Data records
--

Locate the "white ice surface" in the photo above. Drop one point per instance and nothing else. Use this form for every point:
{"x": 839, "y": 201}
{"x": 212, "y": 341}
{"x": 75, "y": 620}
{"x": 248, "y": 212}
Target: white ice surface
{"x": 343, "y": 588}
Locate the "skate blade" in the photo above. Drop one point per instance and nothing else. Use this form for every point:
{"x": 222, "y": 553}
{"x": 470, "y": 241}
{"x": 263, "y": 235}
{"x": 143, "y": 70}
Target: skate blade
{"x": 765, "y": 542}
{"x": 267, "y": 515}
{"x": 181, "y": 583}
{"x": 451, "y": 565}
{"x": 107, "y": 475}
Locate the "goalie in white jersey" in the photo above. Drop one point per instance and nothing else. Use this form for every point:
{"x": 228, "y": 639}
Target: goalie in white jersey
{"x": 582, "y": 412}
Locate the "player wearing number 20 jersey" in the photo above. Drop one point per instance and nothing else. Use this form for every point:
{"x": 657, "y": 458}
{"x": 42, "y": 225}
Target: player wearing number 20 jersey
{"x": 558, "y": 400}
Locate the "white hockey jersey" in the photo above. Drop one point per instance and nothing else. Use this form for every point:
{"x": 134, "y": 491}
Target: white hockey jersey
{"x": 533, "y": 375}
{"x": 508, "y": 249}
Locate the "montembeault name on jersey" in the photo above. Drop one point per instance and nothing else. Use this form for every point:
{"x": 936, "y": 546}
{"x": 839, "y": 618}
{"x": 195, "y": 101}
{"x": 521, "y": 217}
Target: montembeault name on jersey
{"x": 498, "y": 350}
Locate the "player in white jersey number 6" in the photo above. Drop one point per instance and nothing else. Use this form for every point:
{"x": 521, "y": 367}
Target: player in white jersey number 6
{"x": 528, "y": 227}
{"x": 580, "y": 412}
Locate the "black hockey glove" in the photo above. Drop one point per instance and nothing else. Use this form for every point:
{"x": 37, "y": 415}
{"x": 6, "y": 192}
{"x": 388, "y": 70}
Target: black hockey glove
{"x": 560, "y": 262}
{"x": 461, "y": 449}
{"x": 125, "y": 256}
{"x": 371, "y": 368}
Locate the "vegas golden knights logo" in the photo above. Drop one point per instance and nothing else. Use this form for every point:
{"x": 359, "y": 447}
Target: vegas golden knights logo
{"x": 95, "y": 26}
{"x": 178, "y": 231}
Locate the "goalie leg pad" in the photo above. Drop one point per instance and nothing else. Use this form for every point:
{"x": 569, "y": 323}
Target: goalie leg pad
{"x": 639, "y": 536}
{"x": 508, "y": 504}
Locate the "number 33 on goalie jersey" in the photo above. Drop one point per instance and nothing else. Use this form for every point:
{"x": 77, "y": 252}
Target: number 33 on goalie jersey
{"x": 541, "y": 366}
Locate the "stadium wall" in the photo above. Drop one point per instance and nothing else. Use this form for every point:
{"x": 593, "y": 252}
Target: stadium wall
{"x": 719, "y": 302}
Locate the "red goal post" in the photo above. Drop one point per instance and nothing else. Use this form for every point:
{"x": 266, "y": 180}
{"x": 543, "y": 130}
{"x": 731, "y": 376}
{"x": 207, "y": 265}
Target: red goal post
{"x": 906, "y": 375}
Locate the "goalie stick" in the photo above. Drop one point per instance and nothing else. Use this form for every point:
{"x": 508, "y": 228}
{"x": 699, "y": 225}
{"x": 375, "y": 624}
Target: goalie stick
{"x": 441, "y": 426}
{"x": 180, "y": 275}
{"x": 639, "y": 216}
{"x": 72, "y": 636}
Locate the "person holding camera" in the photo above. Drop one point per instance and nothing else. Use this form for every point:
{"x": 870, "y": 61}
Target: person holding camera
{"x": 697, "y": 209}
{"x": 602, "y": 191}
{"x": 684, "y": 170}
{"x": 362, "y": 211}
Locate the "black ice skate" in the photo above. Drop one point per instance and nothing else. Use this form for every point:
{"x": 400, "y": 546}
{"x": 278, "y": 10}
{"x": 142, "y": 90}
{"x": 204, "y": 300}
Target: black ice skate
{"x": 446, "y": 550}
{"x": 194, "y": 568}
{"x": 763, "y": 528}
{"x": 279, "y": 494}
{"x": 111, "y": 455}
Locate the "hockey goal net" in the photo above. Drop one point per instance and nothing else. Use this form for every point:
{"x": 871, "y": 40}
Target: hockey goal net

--

Work order
Each record above should be output again exactly.

Answer to this exercise
Locate the "white ice surface" in the photo above. Drop one point per instance and nothing else. Use this form for every point:
{"x": 839, "y": 201}
{"x": 212, "y": 341}
{"x": 75, "y": 620}
{"x": 248, "y": 212}
Target: white ice surface
{"x": 343, "y": 588}
Locate the "skate blade" in the photo above. Drop one point per instance and nothing else. Use this form for every point:
{"x": 222, "y": 553}
{"x": 470, "y": 241}
{"x": 263, "y": 235}
{"x": 143, "y": 70}
Target: skate blade
{"x": 765, "y": 542}
{"x": 267, "y": 515}
{"x": 181, "y": 583}
{"x": 451, "y": 565}
{"x": 107, "y": 475}
Locate the "goalie in white jersey" in the photo above. Drop one point per instance and nothing else. Use this form for every point:
{"x": 228, "y": 639}
Target: goalie in white jersey
{"x": 582, "y": 412}
Locate the "player wearing number 20 jersey" in the photo above. Drop one point per instance and nothing else. Use this form for every point:
{"x": 657, "y": 458}
{"x": 42, "y": 225}
Target: player wearing number 20 jersey
{"x": 558, "y": 400}
Locate the "white hockey jersey" in the photo above. Drop one point per instance and nothing else. Use this form for every point:
{"x": 134, "y": 491}
Target: white hockey jersey
{"x": 533, "y": 375}
{"x": 508, "y": 249}
Locate the "montembeault name on jersey" in the photo above. Drop one point per instance and nothing else. Use this form for every point:
{"x": 936, "y": 546}
{"x": 839, "y": 618}
{"x": 195, "y": 101}
{"x": 521, "y": 217}
Target: montembeault name on jersey
{"x": 498, "y": 350}
Locate the "player in white jersey number 6" in the photo above. Drop one point per instance and nothing else. Use this form for every point:
{"x": 521, "y": 367}
Target: player in white jersey number 6
{"x": 528, "y": 227}
{"x": 580, "y": 412}
Locate the "black hockey glove" in the photo above. Drop one point per instance and nothing else. Use this form for every point:
{"x": 37, "y": 415}
{"x": 6, "y": 192}
{"x": 388, "y": 70}
Target: black hockey glove
{"x": 560, "y": 262}
{"x": 461, "y": 449}
{"x": 125, "y": 256}
{"x": 371, "y": 368}
Locate the "vegas golden knights logo" in the photo above. Drop one point per instance and nothing else. Use this form for every point:
{"x": 359, "y": 447}
Target: vegas golden knights logo
{"x": 95, "y": 26}
{"x": 178, "y": 231}
Locate the "goalie leg pad" in the photo above. Drop one point per instance and nothing else. Use this form for every point:
{"x": 569, "y": 323}
Target: goalie leg pad
{"x": 639, "y": 536}
{"x": 508, "y": 504}
Locate the "number 33 on goalie jersey" in the photo above. Drop one point per instance and nothing else. Use this form for every point:
{"x": 77, "y": 252}
Target: number 33 on goalie jersey
{"x": 541, "y": 366}
Locate the "stadium wall" in the photo above. Drop one point per instance and nothing else. Use this form for every point:
{"x": 593, "y": 252}
Target: stadium wall
{"x": 719, "y": 302}
Locate the "red goal post" in the photo above. Drop one point per instance and nothing else. Use this form for every point:
{"x": 266, "y": 180}
{"x": 543, "y": 130}
{"x": 731, "y": 376}
{"x": 207, "y": 265}
Target: red goal post
{"x": 906, "y": 375}
Locate the "goalie stick" in the photo above. Drop one point per instance and nothing else. Use this form for every point:
{"x": 508, "y": 228}
{"x": 699, "y": 225}
{"x": 375, "y": 624}
Target: goalie stick
{"x": 441, "y": 426}
{"x": 180, "y": 275}
{"x": 639, "y": 216}
{"x": 72, "y": 636}
Locate the "person holding camera" in the photo above. Drop one point per instance and nothing else. Use this form for every point:
{"x": 870, "y": 61}
Target: person holding camera
{"x": 697, "y": 209}
{"x": 602, "y": 191}
{"x": 684, "y": 170}
{"x": 362, "y": 211}
Locate the "black ice skate" in the photo above. Drop one point per instance and nothing else. Use this form for every point:
{"x": 400, "y": 546}
{"x": 278, "y": 10}
{"x": 142, "y": 90}
{"x": 204, "y": 300}
Target: black ice skate
{"x": 446, "y": 550}
{"x": 194, "y": 568}
{"x": 763, "y": 528}
{"x": 279, "y": 494}
{"x": 111, "y": 455}
Locate the "hockey goal net" in the photo above. Drop one point per instance and nothing else. Use this form for every point:
{"x": 871, "y": 40}
Target: hockey goal net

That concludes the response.